_What the task asks_
Extract each line of the data and write it out again exactly.

_Input data_
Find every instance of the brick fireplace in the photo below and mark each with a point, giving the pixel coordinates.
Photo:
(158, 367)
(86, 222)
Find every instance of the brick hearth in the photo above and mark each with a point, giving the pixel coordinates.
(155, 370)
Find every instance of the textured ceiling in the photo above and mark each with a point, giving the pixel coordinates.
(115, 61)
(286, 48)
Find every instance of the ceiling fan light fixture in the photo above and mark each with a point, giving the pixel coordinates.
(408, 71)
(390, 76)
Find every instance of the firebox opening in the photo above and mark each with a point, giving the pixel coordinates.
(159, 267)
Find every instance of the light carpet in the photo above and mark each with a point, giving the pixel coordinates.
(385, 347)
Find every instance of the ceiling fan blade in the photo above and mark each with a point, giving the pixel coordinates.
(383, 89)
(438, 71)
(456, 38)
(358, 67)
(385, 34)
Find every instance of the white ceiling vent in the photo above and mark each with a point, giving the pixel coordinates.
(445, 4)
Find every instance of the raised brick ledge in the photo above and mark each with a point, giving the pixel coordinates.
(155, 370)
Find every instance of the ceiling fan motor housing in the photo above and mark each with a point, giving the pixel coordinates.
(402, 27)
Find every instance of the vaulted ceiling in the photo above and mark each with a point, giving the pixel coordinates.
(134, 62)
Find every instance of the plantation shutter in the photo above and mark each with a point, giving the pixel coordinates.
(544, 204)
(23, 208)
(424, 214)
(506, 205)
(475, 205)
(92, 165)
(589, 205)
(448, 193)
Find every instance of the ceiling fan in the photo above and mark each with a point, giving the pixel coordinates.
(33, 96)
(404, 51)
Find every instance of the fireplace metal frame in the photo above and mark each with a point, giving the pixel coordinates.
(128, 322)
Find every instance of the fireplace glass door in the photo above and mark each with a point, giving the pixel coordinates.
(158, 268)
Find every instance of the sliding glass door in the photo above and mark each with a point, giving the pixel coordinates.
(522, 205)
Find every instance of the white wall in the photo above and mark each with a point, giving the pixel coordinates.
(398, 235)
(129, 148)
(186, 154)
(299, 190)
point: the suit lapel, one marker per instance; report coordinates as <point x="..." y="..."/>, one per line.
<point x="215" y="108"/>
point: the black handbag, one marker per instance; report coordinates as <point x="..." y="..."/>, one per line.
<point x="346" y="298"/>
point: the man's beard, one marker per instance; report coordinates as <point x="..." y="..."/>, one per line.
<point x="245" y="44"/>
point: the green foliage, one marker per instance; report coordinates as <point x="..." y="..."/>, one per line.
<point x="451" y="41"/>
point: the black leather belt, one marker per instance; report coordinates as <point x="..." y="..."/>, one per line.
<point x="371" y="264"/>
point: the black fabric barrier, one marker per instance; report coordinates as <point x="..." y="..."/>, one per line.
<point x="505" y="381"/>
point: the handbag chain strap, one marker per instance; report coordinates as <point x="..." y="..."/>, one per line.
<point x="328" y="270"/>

_Solution for this task_
Find every instance of the brick fireplace in the photo below and mark each with a point, giving the pixel coordinates.
Photo:
(158, 367)
(86, 222)
Find every instance of the brick hearth in the photo above and mark each with a point, giving the pixel coordinates.
(155, 370)
Find every instance of the textured ceiling in the photo above and mark each with a point, giving the pixel coordinates.
(115, 61)
(286, 48)
Find every instance of the ceiling fan light fixture in the photo above and mark each with a point, giving the pixel coordinates.
(408, 71)
(390, 76)
Find every instance of the firebox opening in the photo above and mark each with a point, giving the pixel coordinates.
(159, 267)
Find every instance of the light carpet in the photo above and mark each with a point, giving the pixel coordinates.
(385, 347)
Find every instance of the ceiling fan blade in the photo above and mark each with a point, giving the pixel coordinates.
(383, 89)
(438, 71)
(456, 38)
(358, 67)
(385, 34)
Find every instance of the white ceiling vent in the photo above and mark each with a point, giving the pixel coordinates.
(445, 4)
Find every instance of the raised brick ledge in the photo above and mark each with a point, giving the pixel coordinates.
(155, 370)
Find every instance of the ceiling fan motor housing in the photo above and mark each with a point, giving the pixel coordinates.
(402, 27)
Find every instance of the vaulted ceiling in the photo above and mark each with a point, giving the pixel coordinates.
(134, 62)
Find every instance of the plantation shutter in the photo above and mark each with a point, giving the pixel coordinates.
(544, 204)
(23, 208)
(424, 214)
(506, 205)
(475, 205)
(92, 165)
(589, 205)
(448, 193)
Find every instance of the ceiling fan in the photo above and mark each with a point, giving the pixel coordinates.
(33, 96)
(404, 51)
Find every instance of the fireplace metal frame in the photo above and mark each with a point, giving the pixel coordinates.
(128, 322)
Find every instance of the fireplace glass door in the photo above and mark each with a point, giving the pixel coordinates.
(158, 268)
Find every instance of the sliding glass door in the photo above and mark each with a point, giving the pixel coordinates.
(522, 205)
Find every instance of the white wall in the photo above and mark each with a point, giving the pixel coordinates.
(398, 235)
(129, 148)
(186, 154)
(299, 190)
point: the suit lapel, one marker per instance; report coordinates as <point x="..." y="..."/>, one per line.
<point x="215" y="108"/>
point: the black handbag, one marker per instance; report coordinates as <point x="..." y="..."/>, one per line.
<point x="346" y="298"/>
point: the man's beard, one marker per instance; report coordinates as <point x="..." y="..."/>, one per line.
<point x="245" y="44"/>
point: the green foliage, one marker per instance; report coordinates as <point x="..." y="..."/>, one per line.
<point x="451" y="41"/>
point: the black leather belt, one marker per instance; report coordinates as <point x="..." y="..."/>, one per line.
<point x="371" y="264"/>
point: the black fabric barrier, one marker per instance; report coordinates as <point x="..." y="..."/>, one per line.
<point x="505" y="381"/>
point: the handbag chain strap, one marker per instance; report coordinates as <point x="..." y="..."/>, one per line.
<point x="328" y="270"/>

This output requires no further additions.